= Aim =
Repeat word for word the line with "of the glowing" and every line after it until the records below run out.
##########
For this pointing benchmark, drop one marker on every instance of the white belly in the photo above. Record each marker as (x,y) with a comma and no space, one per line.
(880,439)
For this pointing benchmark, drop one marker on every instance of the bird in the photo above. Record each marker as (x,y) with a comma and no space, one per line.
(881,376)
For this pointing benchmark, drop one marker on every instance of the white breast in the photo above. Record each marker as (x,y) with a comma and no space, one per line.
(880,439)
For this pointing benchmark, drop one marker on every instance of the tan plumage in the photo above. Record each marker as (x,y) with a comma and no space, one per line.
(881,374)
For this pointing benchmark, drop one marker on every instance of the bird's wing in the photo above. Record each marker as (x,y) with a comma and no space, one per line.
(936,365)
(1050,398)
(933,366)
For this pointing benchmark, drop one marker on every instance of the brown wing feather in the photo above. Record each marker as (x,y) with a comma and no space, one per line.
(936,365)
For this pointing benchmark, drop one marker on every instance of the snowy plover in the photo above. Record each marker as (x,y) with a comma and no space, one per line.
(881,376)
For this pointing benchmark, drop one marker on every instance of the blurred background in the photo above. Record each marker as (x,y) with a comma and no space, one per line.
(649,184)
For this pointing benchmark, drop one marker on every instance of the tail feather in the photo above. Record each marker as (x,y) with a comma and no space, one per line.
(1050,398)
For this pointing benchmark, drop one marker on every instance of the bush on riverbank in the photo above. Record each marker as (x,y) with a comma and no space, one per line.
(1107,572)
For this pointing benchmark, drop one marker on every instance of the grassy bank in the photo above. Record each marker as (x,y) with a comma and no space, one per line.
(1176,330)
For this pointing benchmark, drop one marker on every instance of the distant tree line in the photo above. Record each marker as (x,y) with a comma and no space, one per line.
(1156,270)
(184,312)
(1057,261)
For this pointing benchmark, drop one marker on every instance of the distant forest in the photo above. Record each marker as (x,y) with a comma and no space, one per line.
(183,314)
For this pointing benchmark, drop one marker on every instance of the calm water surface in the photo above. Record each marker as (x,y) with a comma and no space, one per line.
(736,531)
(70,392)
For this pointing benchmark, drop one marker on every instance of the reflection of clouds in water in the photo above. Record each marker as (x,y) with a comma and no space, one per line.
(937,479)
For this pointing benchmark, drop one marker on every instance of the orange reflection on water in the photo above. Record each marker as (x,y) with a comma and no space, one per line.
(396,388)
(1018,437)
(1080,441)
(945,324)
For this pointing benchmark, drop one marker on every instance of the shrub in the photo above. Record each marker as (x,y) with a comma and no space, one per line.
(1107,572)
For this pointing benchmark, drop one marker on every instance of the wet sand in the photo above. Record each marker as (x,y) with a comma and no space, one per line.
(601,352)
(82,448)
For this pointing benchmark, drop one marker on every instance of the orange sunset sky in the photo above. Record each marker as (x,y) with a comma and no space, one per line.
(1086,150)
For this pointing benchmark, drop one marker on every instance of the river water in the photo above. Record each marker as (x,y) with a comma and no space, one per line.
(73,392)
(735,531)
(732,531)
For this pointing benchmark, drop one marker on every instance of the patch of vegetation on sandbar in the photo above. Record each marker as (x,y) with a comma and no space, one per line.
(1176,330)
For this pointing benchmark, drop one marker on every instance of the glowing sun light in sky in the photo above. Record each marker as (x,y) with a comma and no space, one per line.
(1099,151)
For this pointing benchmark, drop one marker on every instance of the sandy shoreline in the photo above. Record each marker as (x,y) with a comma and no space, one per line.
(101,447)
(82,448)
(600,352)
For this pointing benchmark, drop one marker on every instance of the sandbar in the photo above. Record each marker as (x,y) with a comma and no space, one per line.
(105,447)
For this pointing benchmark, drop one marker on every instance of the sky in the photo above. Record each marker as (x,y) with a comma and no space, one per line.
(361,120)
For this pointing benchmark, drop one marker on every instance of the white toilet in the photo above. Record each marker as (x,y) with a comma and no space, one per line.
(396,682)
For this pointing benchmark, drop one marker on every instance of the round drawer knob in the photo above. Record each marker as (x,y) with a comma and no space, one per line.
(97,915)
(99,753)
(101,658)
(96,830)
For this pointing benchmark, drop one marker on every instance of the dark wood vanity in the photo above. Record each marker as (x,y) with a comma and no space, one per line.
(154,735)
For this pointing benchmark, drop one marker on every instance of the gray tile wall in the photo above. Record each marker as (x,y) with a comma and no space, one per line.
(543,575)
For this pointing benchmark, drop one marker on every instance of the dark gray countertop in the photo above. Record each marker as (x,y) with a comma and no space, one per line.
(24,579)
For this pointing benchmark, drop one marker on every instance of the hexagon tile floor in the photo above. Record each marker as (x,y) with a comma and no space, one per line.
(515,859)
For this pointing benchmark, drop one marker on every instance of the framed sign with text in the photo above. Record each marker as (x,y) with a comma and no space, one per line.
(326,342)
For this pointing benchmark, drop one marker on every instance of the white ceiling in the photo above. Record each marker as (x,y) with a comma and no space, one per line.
##########
= Solution to this task =
For this pointing benchmark, drop one marker on every instance of the glowing sun light in sky in the photo above. Record each marker as (x,y) with a comma and no space, one per line.
(1099,151)
For this pointing benchmark, drop one marker on every instance of the sandy shoreline in the photo above. Record each marker as (x,y) with a comma and no space, one per line.
(101,447)
(82,448)
(600,352)
For this pointing benchmark, drop one marker on every instance of the sandbar in the photo above. Record each marker as (x,y) with a comma and no space, one per line.
(105,447)
For this pointing benchmark, drop one marker on every instance of the sky in the photo above. Record each marker as (x,y) with a comma and no space, one per line.
(361,120)
For this pointing benchmark, drop one marker on every instance of the white toilet in the photo above. Record each marker as (x,y) with a comma and no space, one per line.
(396,682)
For this pointing benchmark, drop one marker on every instance of the round drawer knob in the photo above. Record each marker as (x,y) with a comma and no space, one per line.
(97,915)
(99,753)
(101,658)
(96,830)
For this pointing benchmark, drop one marker on every instance of the dark wood vanity in the photo above. Record each marker as (x,y) with a comma and no space, one per line.
(154,735)
For this pointing benchmark, drop one marker on every instance of the gray tile wall in the photo above. Record each marker as (x,y) with a comma and no space, one per line.
(543,575)
For this pointing benchmark, drop one marker on every instance of the dark gray countertop in the photo above. Record each marker as (x,y) with a comma and no space, one per line.
(24,579)
For this pointing benchmark, drop one marker on every instance of the hexagon tile floor in the photo above. Record each marker as (x,y) with a comma and no space, one per line.
(515,859)
For this pointing benchmark, drop one marker on every instance of the framed sign with text in the photo above. Record each marker as (x,y) with a comma and no space, one per line.
(326,342)
For this pointing benchmark, drop one marker on every instance of the white ceiling in the photo above. Record each marker as (x,y) with a comma and no space, one per line.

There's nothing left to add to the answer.